## Passage

5) The robot returned to its initial position for the next step.

A. Optimization of the Walking Gait without the Prior

To test our controller learning approach without prior information, i.e.,

𝜇(𝜃) = 0, we experimented with all three robots in the same

environmental conditions and limited the number of steps for each

learning run to 20 experiments. We initialized the BO with the best

controller parameter set reported in [14]. We performed three

independent learning runs (i.e., 60 experiments in total) for every robot

with the same initial state, whose results are shown in Fig. 3. Each data

point represents the robot's stride length performance 𝑆 resulting from a

different controller parameter set chosen by the BO at a given step of a


64

learning run. As BO actively chose sample locations (e.g., to explore

unknown regions described in Section III), the variation in these data

points was the desired behavior of the explorative learning algorithm. See

Supplementary Video 1 for the gait performances of four different

controller parameter sets for robot 1.

We chose the optimum controller parameter sets (𝜃∗) from these learning

runs and repeated the walking gait five times to collect statistical

information about the stride length performances. The rows designated

with “no prior” in Table I shows the values for 𝜃∗ and the resulting 𝑆 for

each robot. It can be seen that the walking gait performances of the robots

were significantly improved compared to the robot reported in [14]. Also,

the standard deviation within these repeated experiments agreed with the

previously reported values, platform. In this optimization approach, we

achieved 86.6%, 94.7%, and 60.5% increase in 𝑆 for robots 1 to 3

respectively (i.e., compared to the 𝑆 of the previous robot shown in the

last row of Table I). The difference between the optimum controller

parameter values in Table I demonstrates the influence of the fabrication

variabilities on the robot design and performance. Separate from the

optimum stride length performance of each robot, we evaluated the

overall performance of the learning runs based on the achieved stride

length average of all of the tested controller parameters. This performance

metric 𝑃𝐿𝑅  shows the overall quality of the learning run's parameter

selection in terms of the average of all the 𝑆 and the standard deviation in

60 experiments (i.e., avg(𝑆) ± std). In these experiments, the learning run

for robot 1 yielded 𝑃𝐿𝑅1 = 1.07 ± 0.80𝑚𝑚, 𝑃𝐿𝑅2 = 1.21 ± 0.88𝑚𝑚 for


65

robot 2, and 𝑃𝐿𝑅3 = 0.75 ± 0.64𝑚𝑚 for robot 3. Even though there were

multiple individual 𝜃s within these runs (e.g., the optimums reported in

Table I) that outperformed the previous study, the large standard

deviation shows that the BO selected parameters that generated a wide

range of performances.

Figure 3. The learning of the controller parameters without utilizing the prior
information within 20 physical experiments in 3 independent learning runs
(shown as LR1-3) for (a) robot 1, (b) robot 2, and (c) robot 3.


66

B. Optimization of the Walking Gait with the Prior

1) Generation of the Prior Information

To generate useful prior information, we constructed the posterior mean

𝜇𝑝𝑜𝑠𝑡(𝜃) for robot 1 using the BO and GP described in Section III.

Initially, we adopted nine different controller parameters from [14] and

collected the stride length information from repeated experiments in our

setup. Fig. 4-a and 4-c show the two-dimensional projection of the

approximation of 𝑆 function generated by the GP model (utilizing the

same hyperparameters in Section III) based on these experiments. After

the initial approximation, we used the BO to select new parameter sets

from the unexplored parts of the 4-D search space and collected the

experimental stride length performance information. We explored 123

different parameter sets in total by selectively isolating the search space

dimensions. Initially, we fixed 𝛼1 = 30° and 𝛼2 = 60° and explored 18

different parameter values for 𝐵𝑚𝑎𝑥 and 𝑓. Then, we fixed 𝐵𝑚𝑎𝑥 = 10𝑚𝑇

and 𝑓 = 2𝐻𝑧 and explored 38 values for 𝛼1 and 𝛼2. We performed 17

additional tests for 𝛼1 and 𝛼2 for 𝐵𝑚𝑎𝑥 = 10𝑚𝑇 and 𝑓 = 8𝐻𝑧. Finally,

we explored the complete search space for four parameters with 50 more

tests. For all of these tests, we stopped the exploration when the BO

converged in the sense of repetitively selecting similar 𝜃s.

## Problem to work on
According to the passage on optimizing the robots' walking gait, how many different parameter sets were explored in total to generate the prior information?

## Records
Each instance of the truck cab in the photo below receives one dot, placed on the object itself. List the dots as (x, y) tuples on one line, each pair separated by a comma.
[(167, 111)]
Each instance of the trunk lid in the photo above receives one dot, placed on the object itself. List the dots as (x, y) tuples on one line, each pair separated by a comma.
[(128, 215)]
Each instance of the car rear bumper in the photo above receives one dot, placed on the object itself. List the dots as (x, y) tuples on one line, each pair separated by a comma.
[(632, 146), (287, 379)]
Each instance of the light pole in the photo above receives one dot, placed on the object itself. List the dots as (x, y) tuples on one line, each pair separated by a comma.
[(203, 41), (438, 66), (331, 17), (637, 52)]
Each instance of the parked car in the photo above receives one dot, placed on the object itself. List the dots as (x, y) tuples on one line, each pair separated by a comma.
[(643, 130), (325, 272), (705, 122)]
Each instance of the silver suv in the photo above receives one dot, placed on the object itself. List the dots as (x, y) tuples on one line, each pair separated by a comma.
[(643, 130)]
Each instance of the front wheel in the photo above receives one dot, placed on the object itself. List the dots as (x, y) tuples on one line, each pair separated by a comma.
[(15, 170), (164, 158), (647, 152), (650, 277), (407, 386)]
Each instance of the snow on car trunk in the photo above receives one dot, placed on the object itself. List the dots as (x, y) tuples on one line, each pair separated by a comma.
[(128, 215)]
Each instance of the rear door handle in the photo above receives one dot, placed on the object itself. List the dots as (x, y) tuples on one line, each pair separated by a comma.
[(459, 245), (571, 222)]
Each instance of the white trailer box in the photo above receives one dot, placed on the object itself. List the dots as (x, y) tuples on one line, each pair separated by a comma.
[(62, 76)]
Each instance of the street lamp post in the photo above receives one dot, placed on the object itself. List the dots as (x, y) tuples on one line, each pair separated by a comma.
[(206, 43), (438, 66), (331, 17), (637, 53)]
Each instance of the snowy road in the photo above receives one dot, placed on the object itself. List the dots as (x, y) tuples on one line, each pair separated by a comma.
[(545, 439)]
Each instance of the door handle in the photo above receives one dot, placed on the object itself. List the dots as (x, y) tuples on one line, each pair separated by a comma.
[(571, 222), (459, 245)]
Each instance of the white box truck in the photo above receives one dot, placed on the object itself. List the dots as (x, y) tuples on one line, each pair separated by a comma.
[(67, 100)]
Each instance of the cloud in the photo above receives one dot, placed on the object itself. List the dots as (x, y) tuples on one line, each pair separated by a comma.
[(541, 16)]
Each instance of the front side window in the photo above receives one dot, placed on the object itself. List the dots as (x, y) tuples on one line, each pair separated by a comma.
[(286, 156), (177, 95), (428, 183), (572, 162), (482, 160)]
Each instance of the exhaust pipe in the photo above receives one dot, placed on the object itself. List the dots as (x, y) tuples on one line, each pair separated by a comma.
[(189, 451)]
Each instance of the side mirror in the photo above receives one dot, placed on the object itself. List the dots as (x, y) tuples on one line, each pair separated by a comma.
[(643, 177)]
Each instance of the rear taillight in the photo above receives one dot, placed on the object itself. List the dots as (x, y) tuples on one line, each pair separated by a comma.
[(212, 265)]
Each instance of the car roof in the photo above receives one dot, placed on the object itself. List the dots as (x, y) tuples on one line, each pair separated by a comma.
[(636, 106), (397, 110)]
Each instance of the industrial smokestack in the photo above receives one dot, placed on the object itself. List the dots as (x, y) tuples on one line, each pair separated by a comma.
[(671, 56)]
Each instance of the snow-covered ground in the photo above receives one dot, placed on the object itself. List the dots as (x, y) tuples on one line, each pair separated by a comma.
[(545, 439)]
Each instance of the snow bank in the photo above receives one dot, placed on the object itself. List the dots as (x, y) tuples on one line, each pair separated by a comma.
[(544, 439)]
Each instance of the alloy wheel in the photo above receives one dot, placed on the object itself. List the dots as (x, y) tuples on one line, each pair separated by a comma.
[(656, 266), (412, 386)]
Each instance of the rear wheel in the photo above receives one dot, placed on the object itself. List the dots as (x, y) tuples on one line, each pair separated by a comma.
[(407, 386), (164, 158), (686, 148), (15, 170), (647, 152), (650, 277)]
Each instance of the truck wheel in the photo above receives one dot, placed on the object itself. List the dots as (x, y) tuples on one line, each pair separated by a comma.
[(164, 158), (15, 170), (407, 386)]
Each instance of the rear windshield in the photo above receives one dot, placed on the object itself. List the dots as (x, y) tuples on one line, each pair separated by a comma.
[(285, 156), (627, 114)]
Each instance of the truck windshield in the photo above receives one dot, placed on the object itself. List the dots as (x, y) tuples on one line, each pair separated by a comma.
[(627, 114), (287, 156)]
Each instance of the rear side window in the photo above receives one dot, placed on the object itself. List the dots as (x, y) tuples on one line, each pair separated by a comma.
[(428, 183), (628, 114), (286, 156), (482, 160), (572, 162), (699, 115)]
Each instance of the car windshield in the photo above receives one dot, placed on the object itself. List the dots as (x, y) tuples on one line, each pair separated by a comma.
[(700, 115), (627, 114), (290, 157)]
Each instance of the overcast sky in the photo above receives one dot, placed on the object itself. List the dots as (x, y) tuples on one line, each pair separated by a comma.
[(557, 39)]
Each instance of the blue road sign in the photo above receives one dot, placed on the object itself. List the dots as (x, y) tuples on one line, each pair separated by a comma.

## Your solution
123